> [GIVEN TEXT]:
__________________________________________________

Additional Titles









The Difference Between Wealth and Profit









PART 1 of 2


By Marilyn M. Barnewall
December 30, 2009

This year of 2009 ends and 2010 begins. How did America do this year? I always like to write a year-end review. Since this has been a particularly dismal year economically and since this will be my last article for a few months, the following words are my way of saying “if you know this, you’ll know what to expect in 2010.”

“How did we do?” can best be answered by a multimedia presentation from the American Observer titled The Geography of a Recession. It takes less than two minutes to watch. If you really want a factual overview of America as of November 2009, watch it.

No matter how many times he claims everything is George Bush’s fault, Barack Obama was President of the United States for all but a few days of 2009. The lack of economic recovery is his. It’s true that he inherited problems – just as Bush inherited a recession from Bill Clinton. I’m not a fan of the neo-conservative (liberal lite) Bush, but he did a far better job with a sagging economy than the present White House occupant.

It is apparent no one understands how impossible is the concept of using debt to get out of debt. And, in my opinion, much of what has happened constitutes fraud. Some call it treason.

At the very least, it appears to me the law was violated by the administrations of both George W. Bush and Barack Obama. Writers often talk about what Congress and other federal officials – like the FDIC and the Comptroller of the Currency – have or have not done, how they violated the law. No precise law is ever cited, however. As we end the year, I cite one. I’m confident there are others.

TITLE 12, CHAPTER 16, §1831o. Do a search for it under The Prompt Corrective Action Law (PCA). Cornell University’s law school has a good overview online, too.

Our current Secretary of the Treasury, Timothy Geithner, once said that he didn’t “have the power” to close down the big banks. Actually, both Geithner and former Treasury Secretary Henry (Hank) Paulson broke the law by not complying with Title 12, Chapter 16, §1831o.

__________________________________________________

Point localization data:
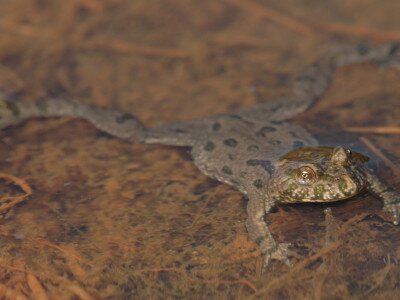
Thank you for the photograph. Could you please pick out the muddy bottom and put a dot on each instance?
(108, 219)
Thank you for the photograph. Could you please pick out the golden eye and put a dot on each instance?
(305, 175)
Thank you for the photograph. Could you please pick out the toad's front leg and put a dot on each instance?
(390, 198)
(259, 232)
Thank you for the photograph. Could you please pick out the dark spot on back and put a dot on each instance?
(13, 107)
(297, 144)
(276, 108)
(227, 170)
(210, 146)
(362, 49)
(259, 240)
(217, 126)
(266, 164)
(237, 117)
(230, 142)
(306, 77)
(258, 183)
(253, 148)
(41, 106)
(264, 130)
(277, 122)
(178, 130)
(124, 117)
(274, 142)
(395, 47)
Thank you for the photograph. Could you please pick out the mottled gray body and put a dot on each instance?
(242, 148)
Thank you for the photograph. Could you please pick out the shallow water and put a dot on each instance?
(108, 219)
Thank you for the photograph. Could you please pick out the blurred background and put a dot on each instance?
(108, 219)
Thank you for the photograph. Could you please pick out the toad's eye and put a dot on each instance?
(305, 175)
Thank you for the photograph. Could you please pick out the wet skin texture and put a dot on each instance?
(255, 150)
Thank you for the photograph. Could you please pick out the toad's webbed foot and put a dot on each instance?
(394, 209)
(390, 197)
(279, 252)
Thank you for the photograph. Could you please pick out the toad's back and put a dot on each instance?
(243, 152)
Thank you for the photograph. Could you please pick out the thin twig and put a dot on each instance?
(122, 47)
(262, 11)
(22, 184)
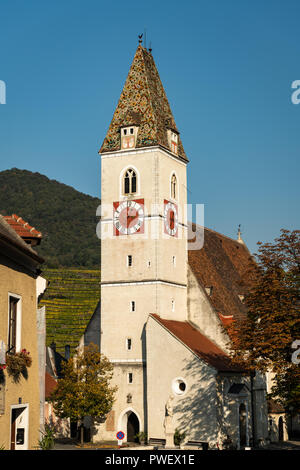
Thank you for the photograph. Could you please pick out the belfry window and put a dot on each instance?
(130, 181)
(173, 186)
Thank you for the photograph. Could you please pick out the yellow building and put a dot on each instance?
(21, 394)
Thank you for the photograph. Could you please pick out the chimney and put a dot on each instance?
(67, 352)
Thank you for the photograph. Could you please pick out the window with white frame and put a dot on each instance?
(14, 323)
(130, 182)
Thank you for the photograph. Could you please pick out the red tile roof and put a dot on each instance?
(199, 344)
(50, 384)
(23, 229)
(223, 263)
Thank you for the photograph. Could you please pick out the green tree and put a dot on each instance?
(263, 340)
(85, 387)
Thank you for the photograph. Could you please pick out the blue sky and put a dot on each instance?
(227, 68)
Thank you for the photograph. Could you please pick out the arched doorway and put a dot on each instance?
(243, 425)
(133, 427)
(280, 429)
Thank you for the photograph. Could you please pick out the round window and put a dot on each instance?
(179, 386)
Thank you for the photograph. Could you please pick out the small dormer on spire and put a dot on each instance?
(143, 106)
(173, 140)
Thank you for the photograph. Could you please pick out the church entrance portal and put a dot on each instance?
(133, 427)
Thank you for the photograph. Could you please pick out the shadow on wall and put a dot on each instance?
(197, 410)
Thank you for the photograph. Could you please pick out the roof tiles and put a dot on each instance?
(143, 102)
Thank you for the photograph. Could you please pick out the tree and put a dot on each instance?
(85, 387)
(263, 340)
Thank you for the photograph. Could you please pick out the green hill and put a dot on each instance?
(70, 301)
(66, 217)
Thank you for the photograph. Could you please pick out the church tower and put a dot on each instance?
(143, 236)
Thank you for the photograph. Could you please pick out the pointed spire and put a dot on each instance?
(143, 102)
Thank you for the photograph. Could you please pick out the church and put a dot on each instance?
(164, 306)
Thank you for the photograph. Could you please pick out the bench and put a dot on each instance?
(156, 442)
(198, 444)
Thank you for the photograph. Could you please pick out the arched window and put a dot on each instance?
(173, 186)
(130, 182)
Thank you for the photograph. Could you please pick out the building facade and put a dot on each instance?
(163, 308)
(21, 395)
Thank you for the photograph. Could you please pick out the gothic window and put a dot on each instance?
(129, 398)
(173, 187)
(130, 181)
(14, 324)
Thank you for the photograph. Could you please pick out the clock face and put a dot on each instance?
(128, 217)
(171, 218)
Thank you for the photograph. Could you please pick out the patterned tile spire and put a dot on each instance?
(143, 102)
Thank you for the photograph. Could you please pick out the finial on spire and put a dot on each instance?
(239, 239)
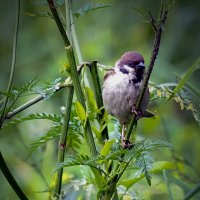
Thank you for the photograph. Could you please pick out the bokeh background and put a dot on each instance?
(103, 35)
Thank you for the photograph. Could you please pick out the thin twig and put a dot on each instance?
(158, 33)
(32, 102)
(2, 118)
(3, 166)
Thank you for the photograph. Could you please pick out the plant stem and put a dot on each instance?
(3, 166)
(74, 73)
(10, 178)
(62, 141)
(2, 118)
(98, 94)
(31, 102)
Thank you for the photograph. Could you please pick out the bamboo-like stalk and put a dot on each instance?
(98, 95)
(74, 73)
(3, 166)
(79, 94)
(62, 141)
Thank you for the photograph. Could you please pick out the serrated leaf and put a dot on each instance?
(80, 111)
(52, 133)
(52, 117)
(156, 168)
(106, 148)
(162, 165)
(91, 100)
(88, 8)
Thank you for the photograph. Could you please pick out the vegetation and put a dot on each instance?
(56, 139)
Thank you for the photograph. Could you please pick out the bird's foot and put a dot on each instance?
(138, 113)
(126, 144)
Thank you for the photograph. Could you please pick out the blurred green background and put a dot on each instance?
(104, 35)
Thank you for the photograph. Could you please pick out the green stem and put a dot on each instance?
(98, 95)
(3, 166)
(62, 141)
(192, 192)
(31, 102)
(74, 73)
(10, 178)
(2, 118)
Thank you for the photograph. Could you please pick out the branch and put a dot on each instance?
(158, 28)
(2, 117)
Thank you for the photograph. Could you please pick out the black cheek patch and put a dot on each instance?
(124, 71)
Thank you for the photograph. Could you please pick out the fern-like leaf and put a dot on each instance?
(52, 133)
(53, 117)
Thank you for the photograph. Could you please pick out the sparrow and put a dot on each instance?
(121, 88)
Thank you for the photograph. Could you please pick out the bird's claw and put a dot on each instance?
(126, 144)
(138, 113)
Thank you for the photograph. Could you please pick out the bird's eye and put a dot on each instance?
(130, 64)
(136, 63)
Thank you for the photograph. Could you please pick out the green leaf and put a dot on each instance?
(185, 78)
(80, 111)
(91, 100)
(106, 148)
(52, 117)
(88, 8)
(53, 132)
(162, 165)
(157, 167)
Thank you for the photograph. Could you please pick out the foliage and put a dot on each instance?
(112, 171)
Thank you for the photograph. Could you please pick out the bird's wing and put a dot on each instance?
(109, 73)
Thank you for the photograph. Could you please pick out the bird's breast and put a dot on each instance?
(119, 95)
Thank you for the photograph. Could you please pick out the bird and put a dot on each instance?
(121, 88)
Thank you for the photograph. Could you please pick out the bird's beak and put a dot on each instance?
(140, 66)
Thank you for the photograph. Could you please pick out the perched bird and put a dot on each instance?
(122, 86)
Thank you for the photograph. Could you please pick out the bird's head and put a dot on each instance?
(132, 62)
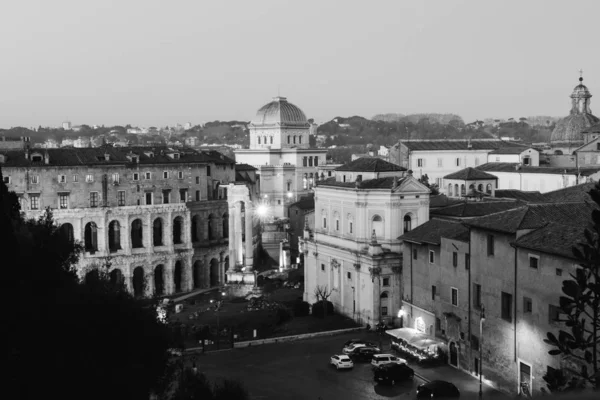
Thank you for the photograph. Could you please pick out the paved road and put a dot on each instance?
(300, 370)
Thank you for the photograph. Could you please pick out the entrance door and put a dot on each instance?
(453, 354)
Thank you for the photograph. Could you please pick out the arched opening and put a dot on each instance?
(66, 231)
(197, 274)
(138, 282)
(114, 236)
(407, 223)
(194, 229)
(91, 237)
(159, 280)
(225, 220)
(214, 272)
(177, 230)
(177, 276)
(136, 234)
(157, 232)
(377, 226)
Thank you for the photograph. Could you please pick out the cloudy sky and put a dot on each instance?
(158, 62)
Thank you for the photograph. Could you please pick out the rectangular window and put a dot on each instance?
(454, 294)
(93, 199)
(527, 305)
(477, 296)
(490, 245)
(534, 261)
(506, 304)
(121, 198)
(63, 201)
(34, 202)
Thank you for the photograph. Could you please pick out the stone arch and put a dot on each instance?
(91, 237)
(159, 280)
(178, 276)
(157, 232)
(137, 232)
(114, 236)
(178, 230)
(138, 282)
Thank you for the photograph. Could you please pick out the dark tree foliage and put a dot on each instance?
(580, 311)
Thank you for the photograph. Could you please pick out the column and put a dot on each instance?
(249, 261)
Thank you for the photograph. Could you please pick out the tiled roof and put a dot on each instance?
(577, 193)
(444, 144)
(529, 197)
(470, 174)
(432, 231)
(512, 167)
(370, 165)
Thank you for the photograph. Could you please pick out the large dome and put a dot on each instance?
(280, 113)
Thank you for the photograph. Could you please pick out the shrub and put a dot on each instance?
(318, 309)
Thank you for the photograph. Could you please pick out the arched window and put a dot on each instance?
(157, 232)
(177, 230)
(114, 236)
(407, 223)
(377, 225)
(91, 237)
(137, 234)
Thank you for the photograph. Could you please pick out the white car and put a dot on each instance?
(341, 361)
(381, 359)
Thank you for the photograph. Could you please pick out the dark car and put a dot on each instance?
(392, 373)
(438, 390)
(364, 354)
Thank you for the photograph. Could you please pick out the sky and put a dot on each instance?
(159, 63)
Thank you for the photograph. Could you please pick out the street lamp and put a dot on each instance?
(481, 320)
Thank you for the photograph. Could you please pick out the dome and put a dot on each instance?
(280, 113)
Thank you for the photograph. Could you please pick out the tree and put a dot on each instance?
(580, 311)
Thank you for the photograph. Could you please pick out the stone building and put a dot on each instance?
(158, 216)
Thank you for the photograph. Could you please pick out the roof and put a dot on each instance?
(370, 165)
(529, 197)
(512, 167)
(470, 174)
(432, 231)
(445, 144)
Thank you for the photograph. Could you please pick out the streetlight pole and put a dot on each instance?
(481, 320)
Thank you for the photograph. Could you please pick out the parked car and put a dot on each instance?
(341, 361)
(381, 359)
(438, 390)
(365, 353)
(392, 373)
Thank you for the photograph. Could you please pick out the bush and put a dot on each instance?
(318, 309)
(301, 308)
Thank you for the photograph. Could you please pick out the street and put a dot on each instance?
(300, 370)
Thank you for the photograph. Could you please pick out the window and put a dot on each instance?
(534, 261)
(34, 201)
(121, 198)
(454, 295)
(506, 304)
(63, 201)
(527, 305)
(490, 245)
(553, 314)
(93, 199)
(477, 296)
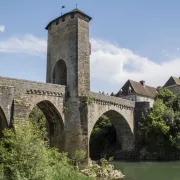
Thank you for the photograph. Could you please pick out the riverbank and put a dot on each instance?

__________________________________________________

> [COMPLETE THE FOLLOWING]:
1. In the essay on wealth and profit, what multimedia presentation from the American Observer does the author recommend watching?
2. Extend the essay on wealth and profit, picking up right after its last sentence about Geithner and Paulson.

> [RESULTS OF THE EXERCISE]:
1. The Geography of a Recession.

2.
Under 1831o (as in oh), it says:

“(3), Conservatorship, receivership or other action required

(A) In general

“The appropriate Federal banking agency shall, not later than 90 days after an insured depository institution becomes critically undercapitalized –

(i) appoint a receiver (or, with the concurrence of the Corporation, a conservator) for the institution; or,

(ii) take such other action as the agency determines, with the concurrence of the Corporation, would better achieve the purpose of this section, after documenting why the action would better achieve the purpose of this section.”

For nationally-chartered banks like Bank of America, Citibank, Chase Manhattan, Wells Fargo – the too big to jail guys that required TARP funds – the “appropriate federal banking agency” is the Comptroller of the Currency (which reports to Treasury). It is likely Treasury Secretary Geithner would respond to a question regarding his lack of attention to PCA by saying he chose alternative (ii). If so, that means he has, on file, dated within 90 days of the identified under-capitalization at BofA, Wells Fargo, Wachovia, etc., documented evidence why the action he and the FDIC and the Federal Reserve System took better achieved the purpose of this section of Title 12, Chapter 16, §1831o. In other words, under the law he had to document why a bailout better protected the American people from loss than bank closures. Such documentation would, however, have exposed a violation of the law.

Concern was raised about the lack of business experience among Obama’s Cabinet members when the appointments were made. Most of us were concerned about a Treasury Secretary who didn’t pay his own personal income taxes but was put in charge of making sure we paid ours. Maybe Congress thought it was playing a role in To Catch a Thief? Timothy Geithner is a poor little rich kid who has never been anything other than a bureaucrat – and not a very good one, at that.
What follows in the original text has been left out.